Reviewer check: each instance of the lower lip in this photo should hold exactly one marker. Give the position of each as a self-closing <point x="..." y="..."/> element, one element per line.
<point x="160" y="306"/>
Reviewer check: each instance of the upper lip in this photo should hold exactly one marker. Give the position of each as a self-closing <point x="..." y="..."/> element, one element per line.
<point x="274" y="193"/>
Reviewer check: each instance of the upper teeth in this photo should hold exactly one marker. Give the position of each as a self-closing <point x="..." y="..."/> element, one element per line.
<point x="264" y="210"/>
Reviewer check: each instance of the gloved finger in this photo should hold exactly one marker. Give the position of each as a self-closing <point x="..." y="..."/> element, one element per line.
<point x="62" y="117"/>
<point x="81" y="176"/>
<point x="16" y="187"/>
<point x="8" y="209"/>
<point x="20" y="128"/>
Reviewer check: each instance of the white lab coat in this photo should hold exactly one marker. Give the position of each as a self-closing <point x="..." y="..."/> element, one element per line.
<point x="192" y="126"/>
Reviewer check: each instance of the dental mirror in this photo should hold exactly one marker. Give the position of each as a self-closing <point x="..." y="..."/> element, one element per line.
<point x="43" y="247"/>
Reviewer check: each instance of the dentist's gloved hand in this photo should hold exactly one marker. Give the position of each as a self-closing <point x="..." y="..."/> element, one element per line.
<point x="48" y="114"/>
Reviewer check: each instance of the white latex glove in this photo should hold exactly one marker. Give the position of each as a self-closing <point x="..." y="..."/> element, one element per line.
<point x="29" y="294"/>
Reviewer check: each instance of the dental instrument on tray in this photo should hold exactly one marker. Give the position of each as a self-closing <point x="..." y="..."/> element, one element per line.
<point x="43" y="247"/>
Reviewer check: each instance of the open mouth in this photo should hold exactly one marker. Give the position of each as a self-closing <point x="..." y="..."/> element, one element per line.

+===+

AIM OF THE TASK
Copy out every one of the records above, line for line, with no changes.

RESULT OF THE EXERCISE
Reviewer check: each instance of the lower lip in this photo should hold exactly one marker. Give the position of each as a self-closing <point x="..." y="..."/> element, one element per line.
<point x="160" y="306"/>
Reviewer check: each instance of the upper lip in this photo should hold exactly one marker. Give the position of each as a self-closing <point x="..." y="..."/> element, one element per line.
<point x="274" y="193"/>
Reviewer check: each instance of the upper teeth in this photo should hold exactly one marker. Give the position of each as a self-closing <point x="..." y="..."/> element, one element per line.
<point x="264" y="210"/>
Reviewer check: each instance of the gloved finger in this photo should hold exactly one marker. Give the position of each as a self-closing <point x="..." y="..."/> element, one element per line.
<point x="62" y="117"/>
<point x="81" y="176"/>
<point x="16" y="187"/>
<point x="8" y="209"/>
<point x="20" y="128"/>
Reviewer check: each instance of the white lab coat in this photo should hold exactly one marker. Give the position of each as a self-closing <point x="..." y="..."/> element, one element per line.
<point x="192" y="126"/>
Reviewer check: each instance of the dental mirror in this photo should hold exactly one marker. Give the position of each as a self-closing <point x="..." y="..."/> element, one element per line.
<point x="43" y="247"/>
Reviewer check: each instance of the dentist's gloved hand in this photo should hold exactly one marker. Give the position of each as a self-closing <point x="..." y="..."/> element, one element per line.
<point x="48" y="114"/>
Reviewer check: each instance of the white latex glove in this photo should hold exactly one marker. Give the position of each as a self-closing <point x="..." y="..."/> element, one element per line.
<point x="29" y="294"/>
Reviewer check: each instance of the dental instrument on tray in this photo should hold exactly one marker. Give the position of each as a self-closing <point x="..." y="..."/> element, one element per line.
<point x="43" y="247"/>
Reviewer check: each instance of the open mouth in this photo should hold exactly one marker. Give the position of each as a self-closing <point x="..." y="..."/> element, one element per line.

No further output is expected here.